WHAT TO WORK ON: Print every line of the listing below, starting with the line that holds "1358L188 1324L161 1527L183" and going on through the line that holds "positive clicks: (172, 1432)", both included, and print nothing else.

=== Section Start ===

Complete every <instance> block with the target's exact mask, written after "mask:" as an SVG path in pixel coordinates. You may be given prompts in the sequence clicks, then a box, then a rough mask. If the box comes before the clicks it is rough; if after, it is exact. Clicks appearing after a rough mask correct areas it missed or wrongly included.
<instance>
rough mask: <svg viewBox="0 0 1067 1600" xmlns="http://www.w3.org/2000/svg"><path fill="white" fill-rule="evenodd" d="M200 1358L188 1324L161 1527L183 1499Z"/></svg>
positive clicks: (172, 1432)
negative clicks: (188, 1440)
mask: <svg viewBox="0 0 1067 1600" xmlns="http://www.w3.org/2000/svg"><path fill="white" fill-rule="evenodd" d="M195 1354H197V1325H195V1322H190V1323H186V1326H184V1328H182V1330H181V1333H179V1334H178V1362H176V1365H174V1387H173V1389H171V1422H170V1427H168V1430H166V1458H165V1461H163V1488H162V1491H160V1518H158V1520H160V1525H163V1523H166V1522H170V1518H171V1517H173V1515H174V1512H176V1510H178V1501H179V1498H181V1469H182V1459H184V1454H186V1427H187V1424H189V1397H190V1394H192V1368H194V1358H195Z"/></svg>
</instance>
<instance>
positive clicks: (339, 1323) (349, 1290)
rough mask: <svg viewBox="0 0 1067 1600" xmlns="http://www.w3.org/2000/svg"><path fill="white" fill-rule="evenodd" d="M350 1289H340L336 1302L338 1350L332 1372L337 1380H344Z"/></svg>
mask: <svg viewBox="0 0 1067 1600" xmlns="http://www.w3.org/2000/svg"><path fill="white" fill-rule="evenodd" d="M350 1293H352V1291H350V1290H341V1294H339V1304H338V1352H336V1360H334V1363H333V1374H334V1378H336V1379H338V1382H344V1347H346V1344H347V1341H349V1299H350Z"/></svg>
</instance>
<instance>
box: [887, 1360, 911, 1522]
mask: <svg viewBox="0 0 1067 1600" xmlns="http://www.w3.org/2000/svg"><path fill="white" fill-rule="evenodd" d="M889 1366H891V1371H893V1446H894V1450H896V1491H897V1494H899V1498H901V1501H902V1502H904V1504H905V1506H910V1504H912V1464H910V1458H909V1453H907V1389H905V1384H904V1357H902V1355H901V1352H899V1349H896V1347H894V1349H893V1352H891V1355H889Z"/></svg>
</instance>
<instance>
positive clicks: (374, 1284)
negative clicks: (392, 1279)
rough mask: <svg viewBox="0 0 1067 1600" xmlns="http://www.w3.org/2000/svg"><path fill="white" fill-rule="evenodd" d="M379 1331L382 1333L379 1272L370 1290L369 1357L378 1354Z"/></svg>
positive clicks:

=== Section End ===

EXERCISE ANSWER:
rough mask: <svg viewBox="0 0 1067 1600" xmlns="http://www.w3.org/2000/svg"><path fill="white" fill-rule="evenodd" d="M200 1358L188 1324L161 1527L183 1499Z"/></svg>
positive clicks: (172, 1432)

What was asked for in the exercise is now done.